===== Page extract
2015–16 Hazfi Cup

Tournament details
- Country: Iran
- Dates: 27 August 2015 – 29 May 2016
- Teams: 80

Final positions
- Champions: Zob Ahan (4th title)
- Runners-up: Esteghlal

Tournament statistics
- Matches played: 36
- Goals scored: 114 (3.17 per match)
- Top goal scorer(s): Sajjad Shahbazzadeh Ali Cheraghi (4 goals each)

= 2015–16 Hazfi Cup =

The 2015–16 Hazfi Cup was the 29th season of the Iranian football knockout competition. Zob Ahan Isfahan was the defending champion. The competition started on 27 August 2015 and the final was played on 29 May 2016.
 Zob Ahan won the tournament for the second time in a row after defeating Esteghlal in the final.

==Participating teams==
A total of 80 teams participated in the 2015–16 season. The teams were divided into two main groups, including 16 teams of Iran Premier League, with 64 teams of Azadegan League, Iran 2nd Division League, and Provincial Leagues.
==========
===== Excerpted records
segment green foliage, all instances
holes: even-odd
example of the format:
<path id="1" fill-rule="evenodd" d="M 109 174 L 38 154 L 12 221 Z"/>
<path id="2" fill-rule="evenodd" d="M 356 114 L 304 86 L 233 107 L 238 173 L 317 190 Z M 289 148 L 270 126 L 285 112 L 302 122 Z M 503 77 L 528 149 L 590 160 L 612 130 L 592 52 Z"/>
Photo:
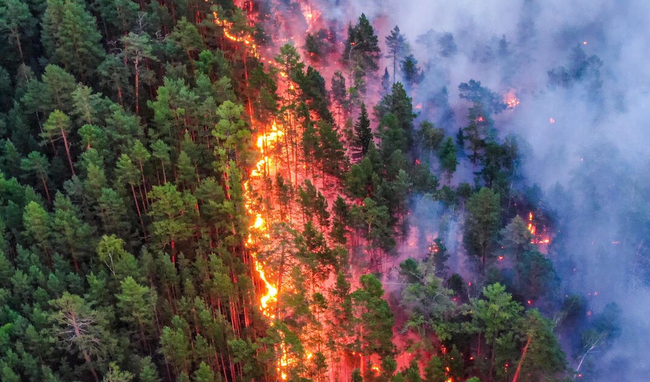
==========
## Given problem A
Decide whether each statement agrees with the 2015–16 Hazfi Cup text above: (i) the competition started on 27 August 2015; (ii) Esteghlal won the final; (iii) 16 of the teams came from the Iran Premier League. For each one, answer yes or no and quote the deciding words from the text.
## Given problem B
Reproduce the part of the 2015–16 Hazfi Cup text between "Final positions" and "(4 goals each)", inclusive.

## Correct answer A
(i) Yes: "The competition started on 27 August 2015"
(ii) No: "Zob Ahan won the tournament for the second time in a row after defeating Esteghlal in the final."
(iii) Yes: "including 16 teams of Iran Premier League"

## Correct answer B
Final positions
- Champions: Zob Ahan (4th title)
- Runners-up: Esteghlal

Tournament statistics
- Matches played: 36
- Goals scored: 114 (3.17 per match)
- Top goal scorer(s): Sajjad Shahbazzadeh Ali Cheraghi (4 goals each)